═══ Data for the task ═══
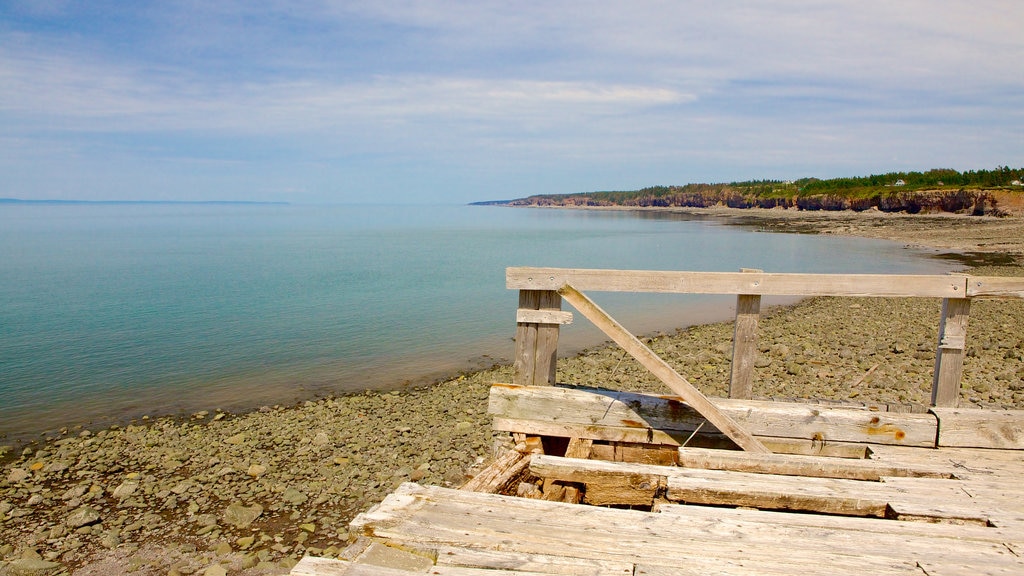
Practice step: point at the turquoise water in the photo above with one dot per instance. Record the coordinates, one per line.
(119, 311)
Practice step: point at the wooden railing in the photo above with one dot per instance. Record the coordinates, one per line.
(542, 290)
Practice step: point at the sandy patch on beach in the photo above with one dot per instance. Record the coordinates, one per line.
(252, 493)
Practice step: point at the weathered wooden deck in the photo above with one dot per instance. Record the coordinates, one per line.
(910, 506)
(598, 482)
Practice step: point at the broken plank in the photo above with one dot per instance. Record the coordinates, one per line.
(662, 370)
(675, 438)
(672, 415)
(605, 483)
(788, 464)
(442, 517)
(500, 474)
(548, 564)
(980, 428)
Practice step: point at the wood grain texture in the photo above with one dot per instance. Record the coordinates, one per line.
═══
[What you have to do]: Can you format all of the rows above as a numbered list with one line per item, skipping any blank lines and leaving out the pictures?

[Result]:
1. Practice step: point at the turquoise water in the photo above with one dot per instance. Record the coordinates, one per line.
2. (119, 311)
3. Practice step: point at the wooden railing in the photo above with one dot per instance. Record the coordinates, one per line.
4. (542, 290)
5. Practice step: point at the sandy patch on beach in the photo above with one dot per instance. Record the coordinates, one per line.
6. (252, 493)
7. Practice step: point at the weathered wooden deck in the photo above with one dot per instance. Record the coordinates, one per line.
8. (910, 506)
9. (598, 482)
10. Practice step: point at the broken plank in the photo above with one dot per instance. Record the coordinates, one per line.
11. (662, 370)
12. (675, 438)
13. (672, 415)
14. (605, 483)
15. (788, 464)
16. (442, 517)
17. (500, 474)
18. (548, 564)
19. (980, 428)
20. Practice step: point at the wood grain texture in the photo above with one dot per instance. Record the coordinates, one per line.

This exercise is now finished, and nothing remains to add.